[Coordinate annotation entries]
:::::

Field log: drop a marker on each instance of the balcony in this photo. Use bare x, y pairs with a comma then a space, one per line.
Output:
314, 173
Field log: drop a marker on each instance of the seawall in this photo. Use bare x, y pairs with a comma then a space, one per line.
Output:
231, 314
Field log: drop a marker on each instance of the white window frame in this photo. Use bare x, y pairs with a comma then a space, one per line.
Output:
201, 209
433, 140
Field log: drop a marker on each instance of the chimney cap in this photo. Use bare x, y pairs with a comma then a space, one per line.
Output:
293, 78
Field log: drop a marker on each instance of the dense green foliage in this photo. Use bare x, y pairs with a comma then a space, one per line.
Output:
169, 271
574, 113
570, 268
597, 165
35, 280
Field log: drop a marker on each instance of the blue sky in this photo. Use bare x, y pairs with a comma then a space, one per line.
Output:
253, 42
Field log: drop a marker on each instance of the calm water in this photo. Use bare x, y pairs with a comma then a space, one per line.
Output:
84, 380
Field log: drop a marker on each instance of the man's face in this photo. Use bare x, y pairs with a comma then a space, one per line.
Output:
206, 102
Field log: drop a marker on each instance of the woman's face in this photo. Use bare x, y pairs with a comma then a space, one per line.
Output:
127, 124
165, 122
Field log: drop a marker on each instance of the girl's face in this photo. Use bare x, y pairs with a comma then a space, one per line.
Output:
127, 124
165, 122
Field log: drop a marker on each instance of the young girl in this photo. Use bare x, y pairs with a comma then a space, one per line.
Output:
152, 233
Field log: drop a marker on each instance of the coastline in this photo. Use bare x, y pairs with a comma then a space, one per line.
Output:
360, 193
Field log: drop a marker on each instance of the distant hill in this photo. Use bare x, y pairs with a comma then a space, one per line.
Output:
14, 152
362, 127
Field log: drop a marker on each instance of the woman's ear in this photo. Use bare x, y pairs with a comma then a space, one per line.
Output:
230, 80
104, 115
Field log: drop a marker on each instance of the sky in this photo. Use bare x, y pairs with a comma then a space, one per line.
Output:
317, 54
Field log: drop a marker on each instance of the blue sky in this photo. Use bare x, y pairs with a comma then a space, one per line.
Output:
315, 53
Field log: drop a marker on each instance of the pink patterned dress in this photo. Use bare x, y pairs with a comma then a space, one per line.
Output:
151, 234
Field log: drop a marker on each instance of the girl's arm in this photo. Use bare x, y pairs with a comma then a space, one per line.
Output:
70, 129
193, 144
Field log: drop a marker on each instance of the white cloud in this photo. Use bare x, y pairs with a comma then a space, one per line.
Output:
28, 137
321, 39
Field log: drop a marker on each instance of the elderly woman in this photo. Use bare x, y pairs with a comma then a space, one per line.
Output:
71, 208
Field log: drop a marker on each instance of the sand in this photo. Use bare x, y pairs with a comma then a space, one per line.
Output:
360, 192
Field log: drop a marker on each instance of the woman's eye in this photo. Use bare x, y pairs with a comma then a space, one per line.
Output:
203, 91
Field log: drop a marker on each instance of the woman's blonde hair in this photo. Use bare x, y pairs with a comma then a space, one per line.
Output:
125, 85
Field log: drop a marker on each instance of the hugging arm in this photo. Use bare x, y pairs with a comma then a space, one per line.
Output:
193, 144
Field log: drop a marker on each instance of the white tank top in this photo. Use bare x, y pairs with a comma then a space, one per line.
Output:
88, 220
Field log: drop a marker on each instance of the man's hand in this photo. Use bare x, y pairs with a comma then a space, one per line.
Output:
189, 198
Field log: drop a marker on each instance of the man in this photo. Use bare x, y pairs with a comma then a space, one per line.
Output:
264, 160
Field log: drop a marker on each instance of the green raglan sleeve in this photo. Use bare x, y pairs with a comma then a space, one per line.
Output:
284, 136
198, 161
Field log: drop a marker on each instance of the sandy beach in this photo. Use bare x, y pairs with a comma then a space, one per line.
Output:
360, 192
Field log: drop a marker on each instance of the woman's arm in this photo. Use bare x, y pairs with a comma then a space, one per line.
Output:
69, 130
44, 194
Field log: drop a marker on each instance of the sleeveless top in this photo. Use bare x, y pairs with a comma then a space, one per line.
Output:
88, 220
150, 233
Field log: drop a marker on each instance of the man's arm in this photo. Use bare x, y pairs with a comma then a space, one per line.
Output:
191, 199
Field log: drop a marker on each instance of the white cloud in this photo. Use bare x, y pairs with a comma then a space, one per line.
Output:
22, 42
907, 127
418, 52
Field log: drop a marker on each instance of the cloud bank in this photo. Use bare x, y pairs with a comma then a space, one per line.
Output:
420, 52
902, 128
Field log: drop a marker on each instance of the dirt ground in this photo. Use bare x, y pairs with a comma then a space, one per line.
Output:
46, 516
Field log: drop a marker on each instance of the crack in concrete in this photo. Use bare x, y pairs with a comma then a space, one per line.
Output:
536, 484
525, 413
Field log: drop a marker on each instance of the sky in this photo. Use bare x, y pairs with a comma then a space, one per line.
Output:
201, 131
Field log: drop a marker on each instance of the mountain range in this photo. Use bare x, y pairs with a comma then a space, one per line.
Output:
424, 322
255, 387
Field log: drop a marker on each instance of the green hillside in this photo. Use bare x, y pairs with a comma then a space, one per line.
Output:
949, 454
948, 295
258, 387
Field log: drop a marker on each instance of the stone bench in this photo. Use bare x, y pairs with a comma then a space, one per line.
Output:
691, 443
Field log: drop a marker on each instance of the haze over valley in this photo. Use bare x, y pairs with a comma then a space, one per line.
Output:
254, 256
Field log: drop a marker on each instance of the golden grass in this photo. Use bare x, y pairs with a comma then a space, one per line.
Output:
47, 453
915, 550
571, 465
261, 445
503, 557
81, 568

:::::

**TASK STATEMENT**
Your task is to give the records above again, exactly.

**OUTPUT FOR THIS EXERCISE**
Field log: drop a marker on each instance of the balcony in this photo. Use bare x, y pairs with a comma then a space, one per line.
Output:
314, 173
Field log: drop a marker on each instance of the seawall in this photo. Use bare x, y pairs with a comma then a space, one per line.
Output:
231, 314
Field log: drop a marker on each instance of the white window frame in this photo. Use bare x, y pairs with a comma then a space, one per line.
Output:
201, 209
433, 140
Field log: drop a marker on each instance of the chimney cap in this photo. Use bare x, y pairs with a comma then a space, one per line.
Output:
293, 78
Field log: drop a marker on each instance of the dense green foliage in this photo. Use bare x, y pairs with a comma then a space, one per line.
Output:
169, 271
574, 113
570, 268
597, 165
35, 280
Field log: drop a marker on each instance of the blue sky in this photo. Use bare x, y pairs with a comma then a space, one per line.
Output:
253, 42
Field log: drop a marker on each instance of the calm water in this photo. Use bare x, y pairs with a comma then a space, one per line.
Output:
84, 380
Field log: drop a marker on each instance of the man's face in this photo. Use bare x, y pairs with a comma then a space, one per line.
Output:
206, 102
Field log: drop a marker on each instance of the woman's face in this photo. Use bare x, y pairs with a comma then a space, one per line.
Output:
127, 124
165, 122
Field log: drop a marker on each instance of the girl's face in this photo. Use bare x, y pairs with a comma then a space, one per line.
Output:
127, 124
165, 122
Field log: drop a marker on each instance of the young girl in this photo. Use bare x, y pairs with a comma then a space, one per line.
Output:
152, 233
Field log: drop a marker on each instance of the coastline in this photo. Use bare x, y pairs with a comma then a space, one per line.
Output:
360, 193
Field log: drop a marker on each instance of the distant hill in this photo. Use bare x, y pairs with a comma then a space, one per line.
Output:
14, 152
362, 127
Field log: drop a marker on each instance of the woman's ear in this photo. Use bare x, y pairs with a comma then a space, one per line.
Output:
230, 80
104, 115
Field log: drop a marker on each instance of the sky in this photo. Use bare x, y pairs with a comma then a space, one per line.
Output:
317, 54
Field log: drop a marker on each instance of the blue sky in this photo. Use bare x, y pairs with a comma then a space, one per line.
Output:
315, 53
Field log: drop a marker on each instance of the pink patterned dress in this photo. Use bare x, y pairs with a comma then a space, one per line.
Output:
151, 234
Field log: drop a marker on each instance of the girl's arm in this photo. Use bare x, y pairs with a comma then a space, one per line.
Output:
70, 129
193, 144
Field log: drop a marker on each instance of the white cloud in this photo. Use bare x, y pairs with a comma then a space, one per line.
Output:
28, 137
321, 39
Field log: drop a marker on each instance of the elderly woman in this photo. Use bare x, y pairs with a comma then a space, one per line.
Output:
71, 208
Field log: drop a marker on each instance of the sand in this photo. Use bare x, y pairs with a comma then a space, one per line.
Output:
360, 192
Field log: drop a marker on each instance of the woman's eye in this photo. Use bare x, y pairs with a comma then a space, one per line.
Output:
203, 91
Field log: drop a marker on each instance of the woman's blonde hair in this photo. Use bare x, y pairs with a comma then a space, one per line.
Output:
125, 85
Field log: drop a marker on each instance of the hugging arm in this photo. Use bare x, y pairs with a comma then a space, one per line.
Output:
193, 144
Field log: drop a marker on each instance of the white tank top in this photo. Use bare x, y pairs with a comma then a space, one per line.
Output:
88, 220
Field log: drop a marker on each instance of the man's hand in this photo. Use bare x, y pairs with a comma then a space, one per line.
Output:
189, 198
Field log: drop a marker on each instance of the man in this photo. Use bare x, y pairs with a comma then a space, one per line.
Output:
264, 160
Field log: drop a marker on each instance of the green raglan sleeve in this photo. Use bare x, y pairs with a comma then a space, one per line.
Output:
284, 136
198, 161
Field log: drop a marker on each instance of the sandy beach in this photo. Use bare x, y pairs with a comma then a space, one per line.
Output:
360, 192
Field log: drop a marker on each instance of the woman's arm in this photo. Use bare x, y pairs with a comma then a space, one per line.
Output:
69, 130
44, 194
Field log: drop a marker on each instance of the sleeveless top in this photo. Use bare x, y pairs with a comma then a space, one per line.
Output:
88, 220
150, 233
Field log: drop a marker on each instance of the man's arm in this photo. Use bare x, y pairs with a comma then a space, one per line.
Output:
191, 199
Field log: drop a marker on each instance of the white cloud in this photo. Use bare x, y pairs with a comma then a space, one per line.
Output:
22, 42
907, 127
418, 52
Field log: drop a marker on each instance of the cloud bank in this photo. Use bare x, y pairs with a comma then a space, one per line.
Output:
420, 52
902, 128
Field log: drop a marker on each instance of the dirt ground in this photo. Use bare x, y pairs with a comma then a space, one per line.
Output:
46, 516
Field log: drop a marker on each instance of the crack in concrete in this photo. Use bare x, y pairs with a comma then a space, one per line.
Output:
536, 484
525, 413
Field log: drop a marker on each instance of the sky in this photo. Use bare x, y pairs with a comma then a space, one per line.
Output:
201, 131
Field log: drop a marker on each instance of the mountain range in this photo. Use bare x, y pairs with a comma then a space, one per line.
Output:
424, 322
255, 387
Field log: drop a marker on each instance of the green hillside in this photo. Use bare x, y pairs with a comma then a space, one per line.
Output:
949, 454
948, 295
258, 387
Field log: drop a marker on each instance of the stone bench in this photo. Use bare x, y pairs with a comma then a space, one per line.
Output:
691, 443
Field log: drop a marker on each instance of the haze over valley in this photo. Use bare x, y pairs with a comma then a space, one per line.
Output:
254, 256
Field log: drop a marker on each instance of the golden grass in this photo. Use bare x, y pairs with a comma then a space, one per line.
Output:
47, 453
915, 550
571, 465
261, 445
503, 557
81, 568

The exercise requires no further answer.